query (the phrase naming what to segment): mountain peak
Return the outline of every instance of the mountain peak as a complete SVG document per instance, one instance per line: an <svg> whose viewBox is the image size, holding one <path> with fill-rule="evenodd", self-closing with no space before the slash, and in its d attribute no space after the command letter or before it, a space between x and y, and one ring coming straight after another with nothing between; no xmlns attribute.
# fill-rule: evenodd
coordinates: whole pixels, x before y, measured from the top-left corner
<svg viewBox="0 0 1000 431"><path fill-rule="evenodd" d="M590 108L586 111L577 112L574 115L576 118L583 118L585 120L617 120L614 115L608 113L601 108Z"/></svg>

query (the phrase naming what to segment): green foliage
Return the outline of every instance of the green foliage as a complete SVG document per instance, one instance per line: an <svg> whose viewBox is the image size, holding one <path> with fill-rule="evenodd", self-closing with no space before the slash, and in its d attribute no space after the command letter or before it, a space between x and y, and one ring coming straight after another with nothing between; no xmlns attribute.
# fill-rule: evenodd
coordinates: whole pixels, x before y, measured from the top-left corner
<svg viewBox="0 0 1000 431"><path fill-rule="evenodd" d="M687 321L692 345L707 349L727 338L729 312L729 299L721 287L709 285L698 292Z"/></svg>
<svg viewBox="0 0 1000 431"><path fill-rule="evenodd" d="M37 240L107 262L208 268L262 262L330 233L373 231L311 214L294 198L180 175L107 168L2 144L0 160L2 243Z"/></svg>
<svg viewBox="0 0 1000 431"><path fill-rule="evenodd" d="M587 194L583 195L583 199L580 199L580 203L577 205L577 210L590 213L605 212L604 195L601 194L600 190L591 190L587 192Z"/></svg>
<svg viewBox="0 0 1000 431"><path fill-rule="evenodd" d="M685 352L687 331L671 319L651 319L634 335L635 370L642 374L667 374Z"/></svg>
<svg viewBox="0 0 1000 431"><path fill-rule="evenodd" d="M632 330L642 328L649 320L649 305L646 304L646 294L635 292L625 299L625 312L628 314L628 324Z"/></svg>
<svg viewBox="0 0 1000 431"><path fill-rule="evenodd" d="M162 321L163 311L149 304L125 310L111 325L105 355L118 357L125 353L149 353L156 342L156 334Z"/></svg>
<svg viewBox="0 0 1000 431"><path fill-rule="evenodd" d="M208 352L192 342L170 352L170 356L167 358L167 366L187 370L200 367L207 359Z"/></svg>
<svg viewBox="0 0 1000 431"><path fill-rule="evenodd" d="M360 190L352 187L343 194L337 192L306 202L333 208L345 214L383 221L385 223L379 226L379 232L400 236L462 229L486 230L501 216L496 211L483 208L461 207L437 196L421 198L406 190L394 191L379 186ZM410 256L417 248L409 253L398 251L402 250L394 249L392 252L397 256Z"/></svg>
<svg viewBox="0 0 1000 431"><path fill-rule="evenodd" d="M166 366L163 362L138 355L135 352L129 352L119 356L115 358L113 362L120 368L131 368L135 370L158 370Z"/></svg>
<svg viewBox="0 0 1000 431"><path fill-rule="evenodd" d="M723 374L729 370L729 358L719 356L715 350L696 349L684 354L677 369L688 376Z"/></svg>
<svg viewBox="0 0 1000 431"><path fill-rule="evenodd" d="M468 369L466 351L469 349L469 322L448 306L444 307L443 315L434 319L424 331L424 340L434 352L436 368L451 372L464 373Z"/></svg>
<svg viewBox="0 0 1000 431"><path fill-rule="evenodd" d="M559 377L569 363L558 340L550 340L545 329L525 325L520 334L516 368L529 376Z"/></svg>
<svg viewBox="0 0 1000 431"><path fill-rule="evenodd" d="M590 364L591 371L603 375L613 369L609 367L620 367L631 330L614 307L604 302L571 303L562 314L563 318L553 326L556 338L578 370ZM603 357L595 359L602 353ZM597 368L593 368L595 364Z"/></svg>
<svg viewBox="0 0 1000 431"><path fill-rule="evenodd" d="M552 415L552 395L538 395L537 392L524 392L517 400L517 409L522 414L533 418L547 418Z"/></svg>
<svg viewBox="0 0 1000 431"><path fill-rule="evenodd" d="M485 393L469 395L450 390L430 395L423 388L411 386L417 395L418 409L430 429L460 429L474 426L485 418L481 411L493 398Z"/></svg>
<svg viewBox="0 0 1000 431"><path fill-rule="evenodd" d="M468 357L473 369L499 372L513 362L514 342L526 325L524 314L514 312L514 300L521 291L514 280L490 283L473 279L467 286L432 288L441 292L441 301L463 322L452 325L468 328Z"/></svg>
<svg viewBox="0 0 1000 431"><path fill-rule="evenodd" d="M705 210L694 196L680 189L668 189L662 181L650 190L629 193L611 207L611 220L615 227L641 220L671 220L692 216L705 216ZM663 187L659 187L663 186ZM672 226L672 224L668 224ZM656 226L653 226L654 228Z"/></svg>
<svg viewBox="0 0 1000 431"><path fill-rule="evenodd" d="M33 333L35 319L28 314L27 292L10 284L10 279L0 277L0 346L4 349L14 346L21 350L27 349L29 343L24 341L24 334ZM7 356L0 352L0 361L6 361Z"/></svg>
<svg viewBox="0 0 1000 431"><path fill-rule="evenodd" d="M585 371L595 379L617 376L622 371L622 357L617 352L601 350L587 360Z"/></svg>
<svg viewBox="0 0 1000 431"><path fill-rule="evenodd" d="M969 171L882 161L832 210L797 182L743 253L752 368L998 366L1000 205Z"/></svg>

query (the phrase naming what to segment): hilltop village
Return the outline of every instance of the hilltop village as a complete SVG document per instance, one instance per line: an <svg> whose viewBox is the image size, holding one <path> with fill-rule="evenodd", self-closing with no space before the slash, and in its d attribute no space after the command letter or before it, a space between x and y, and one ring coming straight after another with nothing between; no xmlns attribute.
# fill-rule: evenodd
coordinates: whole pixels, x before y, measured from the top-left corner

BRIEF
Give back all the data exactly as written.

WRITTEN ANSWER
query (the phrase naming what to segment): mountain peak
Return the outline of every instance of the mountain peak as a complete SVG document per instance, one instance per line: an <svg> whose viewBox is the image size, holding one <path> with fill-rule="evenodd", self-closing with no space before the slash, and in its d attribute no space after the command letter or before it, a space between x and y, and one ring coming straight after another with nothing between; no xmlns attribute.
# fill-rule: evenodd
coordinates: whole pixels, x before y, measured from the top-left corner
<svg viewBox="0 0 1000 431"><path fill-rule="evenodd" d="M590 108L586 111L577 112L574 115L576 118L583 118L585 120L617 120L614 115L608 113L601 108Z"/></svg>

query (the phrase naming what to segment): green foliage
Return the outline of every instance of the green foliage as a complete SVG document per instance, one instance per line: an <svg> whose viewBox is the image size, holding one <path> with fill-rule="evenodd", self-closing with no space before the slash, and in its d attribute no space after the command letter or before it, a space between x and y, and one ring coming straight after another with nothing between; no xmlns attribute.
# fill-rule: evenodd
coordinates: whole pixels, x before y, measured from the top-left corner
<svg viewBox="0 0 1000 431"><path fill-rule="evenodd" d="M687 321L692 345L707 349L727 338L729 312L729 299L721 287L709 285L698 292Z"/></svg>
<svg viewBox="0 0 1000 431"><path fill-rule="evenodd" d="M37 240L107 262L208 268L262 262L330 233L373 231L311 214L294 198L180 175L107 168L2 144L0 160L2 243Z"/></svg>
<svg viewBox="0 0 1000 431"><path fill-rule="evenodd" d="M587 194L583 195L583 199L580 199L580 203L577 205L577 210L590 213L605 212L604 195L601 194L600 190L591 190L587 192Z"/></svg>
<svg viewBox="0 0 1000 431"><path fill-rule="evenodd" d="M685 352L687 331L671 319L651 319L634 335L635 370L642 374L667 374Z"/></svg>
<svg viewBox="0 0 1000 431"><path fill-rule="evenodd" d="M632 330L642 328L649 320L649 305L646 304L646 294L635 292L625 299L625 312L628 314L628 324Z"/></svg>
<svg viewBox="0 0 1000 431"><path fill-rule="evenodd" d="M162 321L163 311L149 304L125 310L111 325L105 355L118 357L125 353L149 353L156 342L156 334Z"/></svg>
<svg viewBox="0 0 1000 431"><path fill-rule="evenodd" d="M208 352L192 342L170 352L170 356L167 358L167 366L187 370L200 367L207 359Z"/></svg>
<svg viewBox="0 0 1000 431"><path fill-rule="evenodd" d="M360 190L352 187L343 194L337 192L306 202L333 208L345 214L383 221L385 223L379 226L379 232L400 236L462 229L486 230L501 216L496 211L483 208L461 207L437 196L421 198L406 190L394 191L379 186ZM410 256L417 248L409 253L398 251L402 250L394 249L392 252L397 256Z"/></svg>
<svg viewBox="0 0 1000 431"><path fill-rule="evenodd" d="M166 366L163 362L138 355L135 352L129 352L119 356L115 358L113 362L120 368L131 368L135 370L158 370Z"/></svg>
<svg viewBox="0 0 1000 431"><path fill-rule="evenodd" d="M723 374L729 370L729 358L719 356L715 350L696 349L684 354L677 369L688 376Z"/></svg>
<svg viewBox="0 0 1000 431"><path fill-rule="evenodd" d="M468 369L466 351L469 349L469 322L448 306L444 307L443 315L434 319L424 331L424 340L434 352L436 368L451 372L464 373Z"/></svg>
<svg viewBox="0 0 1000 431"><path fill-rule="evenodd" d="M559 377L569 363L558 340L550 340L545 329L525 325L520 334L516 368L529 376Z"/></svg>
<svg viewBox="0 0 1000 431"><path fill-rule="evenodd" d="M590 364L591 371L603 375L613 369L609 367L620 367L631 330L614 307L604 302L571 303L562 314L563 318L553 326L556 338L578 370ZM603 357L595 359L602 353ZM597 368L593 368L595 364Z"/></svg>
<svg viewBox="0 0 1000 431"><path fill-rule="evenodd" d="M552 415L552 395L538 395L537 392L524 392L517 400L517 409L522 414L533 418L547 418Z"/></svg>
<svg viewBox="0 0 1000 431"><path fill-rule="evenodd" d="M485 393L469 395L450 390L430 395L423 388L411 386L417 395L418 409L430 429L460 429L474 426L485 418L481 411L493 398Z"/></svg>
<svg viewBox="0 0 1000 431"><path fill-rule="evenodd" d="M468 357L473 369L499 372L513 362L514 342L526 325L524 314L514 312L514 300L521 291L514 280L490 283L473 279L467 286L432 288L441 292L441 301L463 322L452 325L468 328Z"/></svg>
<svg viewBox="0 0 1000 431"><path fill-rule="evenodd" d="M705 210L694 196L680 189L668 189L662 181L650 190L629 193L611 207L611 220L615 227L641 220L671 220L692 216L705 216ZM663 187L659 187L663 186ZM672 226L672 224L668 224ZM656 226L653 226L654 228Z"/></svg>
<svg viewBox="0 0 1000 431"><path fill-rule="evenodd" d="M33 333L35 319L28 314L27 292L10 284L10 279L0 277L0 346L4 349L14 346L21 350L27 349L29 343L24 341L24 334ZM7 356L0 352L0 361L6 361Z"/></svg>
<svg viewBox="0 0 1000 431"><path fill-rule="evenodd" d="M585 371L595 379L617 376L622 371L622 357L617 352L601 350L587 360Z"/></svg>
<svg viewBox="0 0 1000 431"><path fill-rule="evenodd" d="M969 171L882 161L832 210L797 182L743 253L752 368L998 366L1000 205Z"/></svg>

query (the phrase naming what to segment): hilltop village
Return the outline of every instance of the hilltop village as a complete SVG document per instance, one instance per line: an <svg> whose viewBox is the image size, holding one <path> with fill-rule="evenodd", self-closing with no space before the slash, and in its d attribute no space after the command letter or before it, a space between x and y, and one ring coming straight after another with nothing between; no xmlns attribute.
# fill-rule: evenodd
coordinates: whole pixels, x before y, measured from the top-left corner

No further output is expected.